START Records

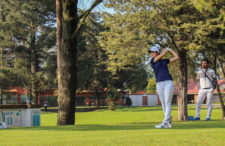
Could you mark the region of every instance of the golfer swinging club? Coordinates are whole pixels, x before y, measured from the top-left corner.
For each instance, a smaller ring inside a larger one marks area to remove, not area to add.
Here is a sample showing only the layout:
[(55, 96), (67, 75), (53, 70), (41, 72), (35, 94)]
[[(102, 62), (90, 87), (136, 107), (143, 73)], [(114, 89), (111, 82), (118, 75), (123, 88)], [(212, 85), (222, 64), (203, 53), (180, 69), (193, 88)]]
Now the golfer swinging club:
[[(163, 111), (165, 114), (164, 120), (161, 124), (156, 125), (155, 128), (171, 128), (172, 117), (171, 117), (171, 102), (173, 98), (174, 84), (173, 78), (169, 73), (167, 64), (174, 62), (179, 59), (178, 55), (171, 50), (166, 48), (160, 54), (159, 46), (152, 47), (148, 52), (151, 55), (151, 66), (155, 72), (156, 77), (156, 90), (161, 101)], [(167, 52), (170, 51), (173, 55), (170, 59), (162, 59)]]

END Records

Task to carry out. Please quote exactly the run of lines that starts the entries and ends at the line containing "[(55, 96), (67, 75), (53, 70), (41, 72), (35, 94)]", leaving out every picture.

Answer for this exercise.
Could you mark the region of every instance of the golfer swinging club? Coordinates are whole pixels, x before y, measured from the top-left corner.
For each instance, a smaller ring inside a larger one marks area to remove, not area to add.
Here is a sample showing only the layout:
[(55, 96), (67, 75), (53, 70), (41, 72), (35, 94)]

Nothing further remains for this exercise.